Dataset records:
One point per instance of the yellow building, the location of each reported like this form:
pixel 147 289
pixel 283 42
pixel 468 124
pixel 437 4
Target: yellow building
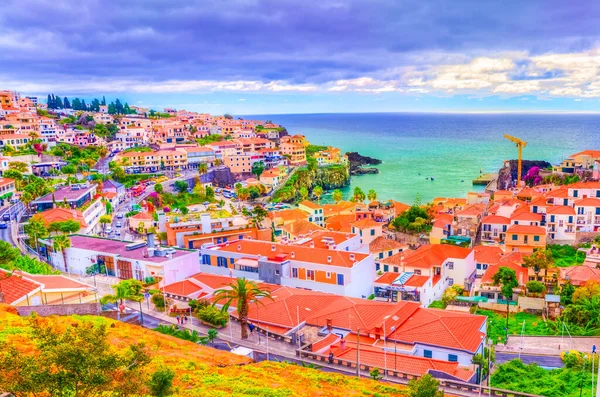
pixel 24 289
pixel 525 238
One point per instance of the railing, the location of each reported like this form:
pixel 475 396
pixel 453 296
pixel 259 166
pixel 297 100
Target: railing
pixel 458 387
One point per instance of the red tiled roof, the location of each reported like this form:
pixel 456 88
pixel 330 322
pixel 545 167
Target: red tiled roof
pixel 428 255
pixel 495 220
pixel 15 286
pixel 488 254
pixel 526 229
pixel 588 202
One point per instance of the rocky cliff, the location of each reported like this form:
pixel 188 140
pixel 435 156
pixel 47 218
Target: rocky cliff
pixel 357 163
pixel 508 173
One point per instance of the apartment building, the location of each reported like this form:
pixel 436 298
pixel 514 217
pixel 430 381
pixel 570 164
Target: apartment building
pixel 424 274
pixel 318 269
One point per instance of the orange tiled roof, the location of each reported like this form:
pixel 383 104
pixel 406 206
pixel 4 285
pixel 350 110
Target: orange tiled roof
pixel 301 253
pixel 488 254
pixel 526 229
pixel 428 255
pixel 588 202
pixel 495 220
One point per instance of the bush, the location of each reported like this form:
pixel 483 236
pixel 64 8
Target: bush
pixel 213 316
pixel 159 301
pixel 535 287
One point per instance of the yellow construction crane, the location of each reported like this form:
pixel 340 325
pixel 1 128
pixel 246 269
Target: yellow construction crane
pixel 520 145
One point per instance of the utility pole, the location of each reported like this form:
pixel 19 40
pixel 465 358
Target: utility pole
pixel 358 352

...

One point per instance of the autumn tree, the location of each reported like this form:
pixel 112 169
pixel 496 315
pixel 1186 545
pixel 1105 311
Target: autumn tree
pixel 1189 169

---

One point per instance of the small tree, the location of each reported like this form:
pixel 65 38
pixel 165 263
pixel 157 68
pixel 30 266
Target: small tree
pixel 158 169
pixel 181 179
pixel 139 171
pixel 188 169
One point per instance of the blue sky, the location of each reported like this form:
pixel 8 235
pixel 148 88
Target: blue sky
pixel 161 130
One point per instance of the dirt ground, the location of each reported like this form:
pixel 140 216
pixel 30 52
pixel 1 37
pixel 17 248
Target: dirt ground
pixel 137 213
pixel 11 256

What you should do >> Using the data above, extract exactly the lines from the one that holds "pixel 259 166" to the one that holds "pixel 1 128", both ends included, and no others.

Answer to this task >>
pixel 259 166
pixel 297 100
Target: railing
pixel 458 387
One point per instance of the red tiled roof, the location of each reported like this form:
pixel 456 88
pixel 330 322
pixel 545 167
Target: red tiled roof
pixel 428 255
pixel 495 220
pixel 15 286
pixel 488 254
pixel 526 229
pixel 588 202
One point per instance of the rocky cliff, the location of each reported like this form:
pixel 188 140
pixel 435 156
pixel 47 218
Target: rocky cliff
pixel 357 163
pixel 508 173
One point per instance of the apartment building, the location of each reported like this form:
pixel 436 298
pixel 514 217
pixel 430 381
pixel 570 164
Target: apartment building
pixel 424 274
pixel 318 269
One point per instance of the orange tiled roof, the location of each reported like this form:
pixel 383 104
pixel 406 206
pixel 4 285
pixel 350 110
Target: orange tiled roof
pixel 301 253
pixel 488 254
pixel 526 229
pixel 428 255
pixel 588 202
pixel 495 220
One point per instance of the bush, the location of each reported like this form:
pixel 483 236
pixel 64 8
Target: bush
pixel 213 316
pixel 159 301
pixel 535 287
One point per instance of the yellow construction crane, the location of each reported like this form:
pixel 340 325
pixel 1 128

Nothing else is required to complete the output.